● **Passage provided**:
● ● ●
Duval explained how the social-democratic government of the Socialist Party's Lionel Jospin, backed by the French Communist Party (CP) and Greens, came to power in 1997. "This came about 18 months after the 'red strike' of November-December 1995, mainly by state employees. The strike opposed the 'counter-reforms' of the health service and of the retirement rights of public employees, especially the railway workers."
"People voted for the left in 1997 because they were fed up with the policies of the right: with unemployment, about which the government had done nothing, and also with the attempts to change retirement rights and the health service. They hoped the left would have different politics; what happened, in fact, was that the new government followed the same policies in a softer and longer way."
There was one difference, though, Duval said: the granting of the 35-hour week, a long-standing claim of the labour movement, the left and the revolutionary groups.
Even this reform, though, has demonstrated that Jospin's government is not just willing but happy to dance to capital's tune.
The 35-hour week plan "wasn't what people expected", Duval said. "People do work a little less, but not when they want. People have less freedom than before to organise their working hours, while the bosses have more. Some people are happy ... but work is harder ... In the factories and offices the employers decide when people will work."
Unemployment benefits, which are determined by agreements between the unions and the bosses, have become another source of conflict, Duval said, as has the age of retirement and the level of benefits.
People are already showing their concern about the prospective changes to retirement benefits, Duval said. "There was a big demonstration on January 25, when both trade union federations were opposed to the draft agreement presented by the bosses. People were angry and afraid. Since then the [pro-Socialist Party] CFDT has accepted [the draft agreement], as it did on the unemployment system; in fact, there is a kind of deal between the bosses and the CFDT, which is more or less aligned with the government."
Unions back down
Duval explained how the CFDT, one of the two larger union federations, can make such agreements hold. "In France there are five trade union federations which are considered as nationally representative. Only one, even the smallest one, can reach an agreement, and it has legal standing. There is no vote among the workers."
Then, Duval said, "the other big federation, the more Communist-run CGT, is also linked to the government in a certain way, although not so much. In the last two or three years there has been a kind of alliance between these two federations: the CGT keeps its position in words but it doesn't act much because it doesn't want to break the alliance."
Duval said the proposed pension change had another more important aim. "In fact, most of the people who reach retirement age aren't working: 55% are unemployed. Nobody really believes people will work 40 or 45 years. The consequence is that they will not have a full retirement pension. This is another way to introduce private insurance for retirement, to force people into this. This is the real target of the bosses."
The large union demonstration at Nice may not be a sign of an opposition turn by these organisations in France, either. Duval said that "in fact the unions are not involved very much" in the movement against corporate globalisation, although "The CGT and some minority unions, the left ones, are more or less involved. Members of trade unions are involved, but acting as individuals."
"The movement mainly gathers [social movement] associations, specifically ones like ATTAC, and young people", Duval said, referring to the broad network calling for a "Tobin Tax" on speculative capital flows.
● ● ●
[Records from a point labeling set]
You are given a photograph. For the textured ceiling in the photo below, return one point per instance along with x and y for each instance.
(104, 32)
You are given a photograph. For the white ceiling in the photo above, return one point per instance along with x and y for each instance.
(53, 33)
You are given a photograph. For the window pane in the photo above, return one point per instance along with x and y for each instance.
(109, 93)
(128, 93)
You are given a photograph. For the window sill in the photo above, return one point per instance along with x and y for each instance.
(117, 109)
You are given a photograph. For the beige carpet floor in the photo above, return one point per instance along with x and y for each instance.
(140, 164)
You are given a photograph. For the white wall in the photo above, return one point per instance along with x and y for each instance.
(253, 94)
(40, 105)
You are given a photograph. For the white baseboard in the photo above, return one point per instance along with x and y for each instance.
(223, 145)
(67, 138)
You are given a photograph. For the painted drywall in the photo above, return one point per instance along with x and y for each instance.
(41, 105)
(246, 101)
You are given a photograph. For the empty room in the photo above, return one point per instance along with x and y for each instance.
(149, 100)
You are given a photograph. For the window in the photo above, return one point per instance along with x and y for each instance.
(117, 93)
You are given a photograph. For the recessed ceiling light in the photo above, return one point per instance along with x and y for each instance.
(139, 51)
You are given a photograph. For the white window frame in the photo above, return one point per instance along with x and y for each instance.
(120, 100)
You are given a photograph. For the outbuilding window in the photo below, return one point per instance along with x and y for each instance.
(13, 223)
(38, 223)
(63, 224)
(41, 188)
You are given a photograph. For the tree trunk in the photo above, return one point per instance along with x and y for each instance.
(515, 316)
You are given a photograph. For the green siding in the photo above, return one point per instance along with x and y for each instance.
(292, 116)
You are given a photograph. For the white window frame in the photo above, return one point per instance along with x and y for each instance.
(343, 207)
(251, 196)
● ● ●
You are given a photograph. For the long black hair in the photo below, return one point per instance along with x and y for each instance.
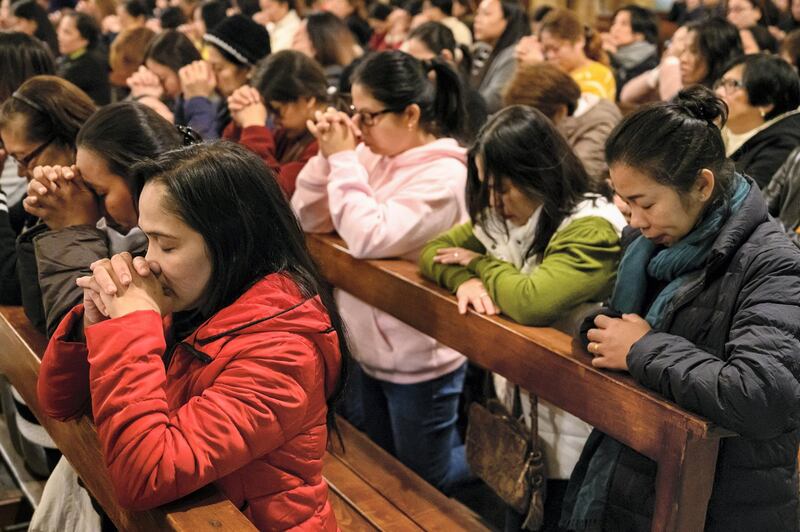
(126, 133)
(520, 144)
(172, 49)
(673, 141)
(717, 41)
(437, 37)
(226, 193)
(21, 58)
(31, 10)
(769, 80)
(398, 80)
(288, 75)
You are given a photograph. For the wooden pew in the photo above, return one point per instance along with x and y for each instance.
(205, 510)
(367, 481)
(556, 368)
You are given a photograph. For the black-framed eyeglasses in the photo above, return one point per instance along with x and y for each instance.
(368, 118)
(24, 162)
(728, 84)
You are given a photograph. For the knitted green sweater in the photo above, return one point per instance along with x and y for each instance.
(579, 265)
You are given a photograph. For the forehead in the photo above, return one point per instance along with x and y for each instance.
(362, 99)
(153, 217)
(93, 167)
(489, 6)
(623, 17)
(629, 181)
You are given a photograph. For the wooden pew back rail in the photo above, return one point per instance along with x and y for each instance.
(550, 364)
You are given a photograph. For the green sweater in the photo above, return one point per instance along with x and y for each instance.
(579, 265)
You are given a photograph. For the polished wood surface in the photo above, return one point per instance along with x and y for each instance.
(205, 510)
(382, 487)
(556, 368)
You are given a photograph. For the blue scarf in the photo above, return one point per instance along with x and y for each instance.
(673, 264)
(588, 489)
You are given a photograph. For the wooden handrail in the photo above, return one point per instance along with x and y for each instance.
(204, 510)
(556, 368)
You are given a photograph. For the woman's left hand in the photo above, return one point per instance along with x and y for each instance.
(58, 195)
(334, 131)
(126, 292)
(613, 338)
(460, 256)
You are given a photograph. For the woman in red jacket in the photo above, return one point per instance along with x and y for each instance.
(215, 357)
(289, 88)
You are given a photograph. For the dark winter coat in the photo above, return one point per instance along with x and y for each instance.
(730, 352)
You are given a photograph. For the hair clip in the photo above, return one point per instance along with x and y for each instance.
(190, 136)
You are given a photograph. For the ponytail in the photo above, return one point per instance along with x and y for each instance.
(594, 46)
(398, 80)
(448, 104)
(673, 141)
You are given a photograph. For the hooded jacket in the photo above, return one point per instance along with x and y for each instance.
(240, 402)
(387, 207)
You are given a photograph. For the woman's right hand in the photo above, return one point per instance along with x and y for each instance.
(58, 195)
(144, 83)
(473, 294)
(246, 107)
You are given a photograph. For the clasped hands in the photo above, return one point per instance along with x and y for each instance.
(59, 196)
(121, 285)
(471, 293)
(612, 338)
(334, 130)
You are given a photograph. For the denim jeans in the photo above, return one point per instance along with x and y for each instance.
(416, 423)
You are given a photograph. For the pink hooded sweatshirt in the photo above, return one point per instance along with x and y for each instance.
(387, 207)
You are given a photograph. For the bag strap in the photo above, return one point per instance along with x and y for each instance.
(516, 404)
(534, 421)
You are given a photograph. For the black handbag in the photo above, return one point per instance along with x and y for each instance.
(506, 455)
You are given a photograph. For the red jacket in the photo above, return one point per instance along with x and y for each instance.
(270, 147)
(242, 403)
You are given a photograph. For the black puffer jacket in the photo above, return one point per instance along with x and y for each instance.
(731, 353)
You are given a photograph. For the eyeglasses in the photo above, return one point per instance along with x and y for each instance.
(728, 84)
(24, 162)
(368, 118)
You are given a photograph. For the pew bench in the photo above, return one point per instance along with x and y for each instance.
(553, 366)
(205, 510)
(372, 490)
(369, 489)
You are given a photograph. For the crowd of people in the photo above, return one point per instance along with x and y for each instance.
● ● ●
● **To do**:
a) List every political party named in the article on the Jospin government and French unions.
b) Quote the article on the Jospin government and French unions from "There was one" to "to capital's tune.".

● **Results for the exercise**:
a)
- Socialist Party
- French Communist Party (CP)
- Greens

b)
There was one difference, though, Duval said: the granting of the 35-hour week, a long-standing claim of the labour movement, the left and the revolutionary groups.
Even this reform, though, has demonstrated that Jospin's government is not just willing but happy to dance to capital's tune.